» **Try it**
Starting at the line that contains "Target: orange porsche 911" in the listing below, write out every line word for word until you have written the line that contains "indicate the red ferrari".

[[ Materials provided open ]]

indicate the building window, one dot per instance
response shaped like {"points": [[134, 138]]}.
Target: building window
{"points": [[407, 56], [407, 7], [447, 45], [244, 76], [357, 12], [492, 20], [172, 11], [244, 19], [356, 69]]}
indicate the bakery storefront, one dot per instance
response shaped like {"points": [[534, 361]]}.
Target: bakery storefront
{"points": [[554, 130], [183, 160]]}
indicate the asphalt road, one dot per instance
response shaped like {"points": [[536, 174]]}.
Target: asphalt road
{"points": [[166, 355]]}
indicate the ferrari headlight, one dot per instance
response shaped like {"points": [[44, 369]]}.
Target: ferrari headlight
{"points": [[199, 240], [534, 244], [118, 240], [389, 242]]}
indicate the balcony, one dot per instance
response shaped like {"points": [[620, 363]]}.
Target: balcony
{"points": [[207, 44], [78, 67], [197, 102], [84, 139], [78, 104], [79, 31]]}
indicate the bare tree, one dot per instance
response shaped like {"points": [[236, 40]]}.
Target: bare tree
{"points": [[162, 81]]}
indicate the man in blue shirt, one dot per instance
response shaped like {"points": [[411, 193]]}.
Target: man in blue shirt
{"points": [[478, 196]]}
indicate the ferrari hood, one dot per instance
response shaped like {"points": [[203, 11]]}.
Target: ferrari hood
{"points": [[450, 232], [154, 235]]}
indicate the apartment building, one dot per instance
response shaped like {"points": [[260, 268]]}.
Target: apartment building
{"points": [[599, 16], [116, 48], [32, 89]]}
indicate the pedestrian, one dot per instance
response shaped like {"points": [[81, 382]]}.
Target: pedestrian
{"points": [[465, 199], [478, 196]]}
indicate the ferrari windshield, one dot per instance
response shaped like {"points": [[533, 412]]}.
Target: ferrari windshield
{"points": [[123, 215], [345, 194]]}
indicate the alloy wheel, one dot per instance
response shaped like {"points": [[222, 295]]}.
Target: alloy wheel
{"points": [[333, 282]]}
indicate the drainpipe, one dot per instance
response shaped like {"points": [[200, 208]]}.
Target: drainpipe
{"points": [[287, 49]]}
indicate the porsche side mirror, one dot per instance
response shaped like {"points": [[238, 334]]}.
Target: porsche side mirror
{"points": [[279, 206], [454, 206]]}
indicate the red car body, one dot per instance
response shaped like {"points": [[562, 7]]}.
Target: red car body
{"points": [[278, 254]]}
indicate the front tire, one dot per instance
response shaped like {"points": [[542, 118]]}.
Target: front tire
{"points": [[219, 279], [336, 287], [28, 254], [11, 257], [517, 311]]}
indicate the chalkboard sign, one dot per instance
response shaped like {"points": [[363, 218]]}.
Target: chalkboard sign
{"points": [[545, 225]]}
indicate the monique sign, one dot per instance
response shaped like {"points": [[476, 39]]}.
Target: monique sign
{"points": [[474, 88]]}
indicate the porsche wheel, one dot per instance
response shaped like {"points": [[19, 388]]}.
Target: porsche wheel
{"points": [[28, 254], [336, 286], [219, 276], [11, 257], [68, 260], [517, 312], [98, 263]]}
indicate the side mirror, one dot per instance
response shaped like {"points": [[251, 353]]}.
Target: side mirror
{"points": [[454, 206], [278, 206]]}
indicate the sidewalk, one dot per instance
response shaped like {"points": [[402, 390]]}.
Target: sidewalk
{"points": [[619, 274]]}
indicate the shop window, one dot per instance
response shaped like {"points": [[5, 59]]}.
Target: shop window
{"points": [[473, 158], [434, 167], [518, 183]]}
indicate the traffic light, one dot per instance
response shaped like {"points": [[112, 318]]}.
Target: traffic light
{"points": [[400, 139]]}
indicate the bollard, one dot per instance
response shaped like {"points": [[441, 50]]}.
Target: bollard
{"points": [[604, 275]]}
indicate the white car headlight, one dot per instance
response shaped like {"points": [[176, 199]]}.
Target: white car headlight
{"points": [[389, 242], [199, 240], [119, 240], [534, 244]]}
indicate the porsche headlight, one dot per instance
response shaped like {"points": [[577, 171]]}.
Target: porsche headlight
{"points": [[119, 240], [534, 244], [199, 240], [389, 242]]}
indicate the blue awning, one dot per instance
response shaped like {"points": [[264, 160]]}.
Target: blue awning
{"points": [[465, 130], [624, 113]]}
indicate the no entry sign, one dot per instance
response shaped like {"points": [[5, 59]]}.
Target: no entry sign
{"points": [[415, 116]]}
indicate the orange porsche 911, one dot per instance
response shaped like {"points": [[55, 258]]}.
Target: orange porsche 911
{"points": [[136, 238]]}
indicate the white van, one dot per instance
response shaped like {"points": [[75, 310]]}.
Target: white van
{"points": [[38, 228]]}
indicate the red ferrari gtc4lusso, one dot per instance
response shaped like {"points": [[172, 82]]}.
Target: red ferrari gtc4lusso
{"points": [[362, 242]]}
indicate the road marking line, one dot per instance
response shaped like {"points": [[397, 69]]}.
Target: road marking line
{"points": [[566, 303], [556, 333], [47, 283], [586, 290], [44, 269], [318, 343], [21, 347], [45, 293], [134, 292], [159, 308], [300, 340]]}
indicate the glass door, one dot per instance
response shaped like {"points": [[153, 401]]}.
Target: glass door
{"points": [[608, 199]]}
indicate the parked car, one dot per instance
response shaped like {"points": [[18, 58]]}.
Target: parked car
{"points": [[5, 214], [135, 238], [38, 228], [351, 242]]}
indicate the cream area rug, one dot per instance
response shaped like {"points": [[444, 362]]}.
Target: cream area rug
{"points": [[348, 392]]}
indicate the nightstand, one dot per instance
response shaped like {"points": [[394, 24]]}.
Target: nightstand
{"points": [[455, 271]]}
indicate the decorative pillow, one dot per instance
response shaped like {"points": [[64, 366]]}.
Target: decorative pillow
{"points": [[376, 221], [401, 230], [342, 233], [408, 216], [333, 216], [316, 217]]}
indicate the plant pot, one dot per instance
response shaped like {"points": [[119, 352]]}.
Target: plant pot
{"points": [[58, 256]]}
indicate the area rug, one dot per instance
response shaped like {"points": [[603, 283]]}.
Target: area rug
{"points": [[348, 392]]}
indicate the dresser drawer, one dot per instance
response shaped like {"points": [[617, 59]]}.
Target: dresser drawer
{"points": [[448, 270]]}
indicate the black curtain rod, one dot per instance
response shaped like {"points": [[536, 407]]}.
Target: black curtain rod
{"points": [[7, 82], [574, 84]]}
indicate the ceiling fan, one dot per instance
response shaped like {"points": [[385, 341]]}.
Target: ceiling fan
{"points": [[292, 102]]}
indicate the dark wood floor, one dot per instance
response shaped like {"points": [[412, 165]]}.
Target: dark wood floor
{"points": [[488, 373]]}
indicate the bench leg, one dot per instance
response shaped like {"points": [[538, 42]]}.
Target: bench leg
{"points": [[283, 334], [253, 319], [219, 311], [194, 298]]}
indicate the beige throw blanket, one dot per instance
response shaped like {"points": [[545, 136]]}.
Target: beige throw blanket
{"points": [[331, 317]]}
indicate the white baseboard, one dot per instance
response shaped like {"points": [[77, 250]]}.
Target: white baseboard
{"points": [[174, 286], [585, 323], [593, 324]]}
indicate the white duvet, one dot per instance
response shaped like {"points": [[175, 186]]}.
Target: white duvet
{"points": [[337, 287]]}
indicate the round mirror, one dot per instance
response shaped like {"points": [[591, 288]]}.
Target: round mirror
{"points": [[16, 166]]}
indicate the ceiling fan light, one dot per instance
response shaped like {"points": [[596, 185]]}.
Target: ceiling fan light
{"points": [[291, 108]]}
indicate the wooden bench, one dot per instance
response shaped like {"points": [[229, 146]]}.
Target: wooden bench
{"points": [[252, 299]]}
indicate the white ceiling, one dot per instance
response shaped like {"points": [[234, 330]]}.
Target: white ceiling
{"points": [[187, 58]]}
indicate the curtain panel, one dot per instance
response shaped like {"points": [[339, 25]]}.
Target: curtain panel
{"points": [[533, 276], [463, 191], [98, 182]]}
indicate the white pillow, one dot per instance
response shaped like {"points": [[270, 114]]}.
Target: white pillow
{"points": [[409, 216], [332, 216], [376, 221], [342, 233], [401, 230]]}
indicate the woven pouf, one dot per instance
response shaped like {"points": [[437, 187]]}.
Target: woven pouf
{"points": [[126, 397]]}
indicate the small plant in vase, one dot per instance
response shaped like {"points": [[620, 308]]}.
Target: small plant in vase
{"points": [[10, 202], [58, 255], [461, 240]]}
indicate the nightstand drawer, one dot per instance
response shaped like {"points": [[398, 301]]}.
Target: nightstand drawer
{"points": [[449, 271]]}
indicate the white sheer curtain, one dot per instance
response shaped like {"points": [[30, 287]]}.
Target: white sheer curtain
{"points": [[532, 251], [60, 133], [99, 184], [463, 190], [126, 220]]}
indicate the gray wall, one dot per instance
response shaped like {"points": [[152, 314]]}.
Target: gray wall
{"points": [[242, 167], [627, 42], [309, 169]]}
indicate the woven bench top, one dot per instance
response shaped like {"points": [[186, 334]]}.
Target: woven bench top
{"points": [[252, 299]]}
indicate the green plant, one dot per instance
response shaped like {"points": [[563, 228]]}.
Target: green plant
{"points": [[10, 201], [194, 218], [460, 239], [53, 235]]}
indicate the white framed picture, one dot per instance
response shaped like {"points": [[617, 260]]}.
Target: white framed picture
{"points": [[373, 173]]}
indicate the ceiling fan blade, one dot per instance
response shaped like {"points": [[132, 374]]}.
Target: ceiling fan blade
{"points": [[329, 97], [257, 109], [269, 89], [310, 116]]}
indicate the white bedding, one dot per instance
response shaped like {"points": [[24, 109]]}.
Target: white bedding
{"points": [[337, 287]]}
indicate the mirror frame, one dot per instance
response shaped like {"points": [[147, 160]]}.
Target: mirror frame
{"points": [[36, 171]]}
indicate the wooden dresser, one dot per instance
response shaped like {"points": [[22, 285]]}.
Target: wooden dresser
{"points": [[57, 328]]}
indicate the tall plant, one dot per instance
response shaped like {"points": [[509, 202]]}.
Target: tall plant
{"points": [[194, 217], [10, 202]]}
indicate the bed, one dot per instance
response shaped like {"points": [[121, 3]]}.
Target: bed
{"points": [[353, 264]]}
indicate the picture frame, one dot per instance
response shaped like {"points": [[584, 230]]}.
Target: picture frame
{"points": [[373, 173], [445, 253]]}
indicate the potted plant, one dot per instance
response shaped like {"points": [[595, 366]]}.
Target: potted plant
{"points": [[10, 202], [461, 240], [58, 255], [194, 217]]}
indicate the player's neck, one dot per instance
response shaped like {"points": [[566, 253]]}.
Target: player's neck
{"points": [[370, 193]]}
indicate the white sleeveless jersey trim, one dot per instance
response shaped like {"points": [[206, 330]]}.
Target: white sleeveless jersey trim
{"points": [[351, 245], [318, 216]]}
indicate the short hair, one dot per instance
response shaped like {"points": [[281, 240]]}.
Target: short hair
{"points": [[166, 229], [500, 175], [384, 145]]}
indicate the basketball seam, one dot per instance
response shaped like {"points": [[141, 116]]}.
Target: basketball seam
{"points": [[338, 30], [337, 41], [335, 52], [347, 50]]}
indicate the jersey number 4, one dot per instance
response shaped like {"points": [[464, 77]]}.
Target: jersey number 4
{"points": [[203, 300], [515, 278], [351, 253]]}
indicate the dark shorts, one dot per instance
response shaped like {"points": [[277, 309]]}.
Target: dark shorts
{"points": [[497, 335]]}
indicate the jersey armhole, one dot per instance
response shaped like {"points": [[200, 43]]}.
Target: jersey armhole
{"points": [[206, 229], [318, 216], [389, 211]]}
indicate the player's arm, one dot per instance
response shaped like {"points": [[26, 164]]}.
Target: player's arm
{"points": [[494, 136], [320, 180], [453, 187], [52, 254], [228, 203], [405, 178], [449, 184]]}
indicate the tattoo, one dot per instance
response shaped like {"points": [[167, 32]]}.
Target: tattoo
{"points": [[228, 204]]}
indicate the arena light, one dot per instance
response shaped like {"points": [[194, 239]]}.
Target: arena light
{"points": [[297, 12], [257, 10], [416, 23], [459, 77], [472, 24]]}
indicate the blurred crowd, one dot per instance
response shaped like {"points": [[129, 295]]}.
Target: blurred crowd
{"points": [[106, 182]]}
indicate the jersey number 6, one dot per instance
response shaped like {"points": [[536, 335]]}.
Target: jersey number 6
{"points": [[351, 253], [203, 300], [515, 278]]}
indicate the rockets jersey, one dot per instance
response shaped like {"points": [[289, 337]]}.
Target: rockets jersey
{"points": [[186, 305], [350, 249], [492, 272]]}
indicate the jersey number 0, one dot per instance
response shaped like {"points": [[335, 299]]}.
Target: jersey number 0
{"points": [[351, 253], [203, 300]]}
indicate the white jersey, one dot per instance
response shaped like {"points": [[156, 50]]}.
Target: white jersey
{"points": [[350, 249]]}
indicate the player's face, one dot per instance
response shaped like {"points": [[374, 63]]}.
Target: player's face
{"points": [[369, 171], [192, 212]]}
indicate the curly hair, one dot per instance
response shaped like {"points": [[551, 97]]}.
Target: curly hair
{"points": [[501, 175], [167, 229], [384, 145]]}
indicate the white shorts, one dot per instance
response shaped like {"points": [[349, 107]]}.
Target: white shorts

[[ Materials provided closed ]]

» **Expected answer**
Target: orange porsche 911
{"points": [[136, 238]]}
indicate the white van, one dot per instance
response shaped like {"points": [[75, 310]]}.
Target: white van
{"points": [[38, 228]]}
indicate the red ferrari gtc4lusso, one dot per instance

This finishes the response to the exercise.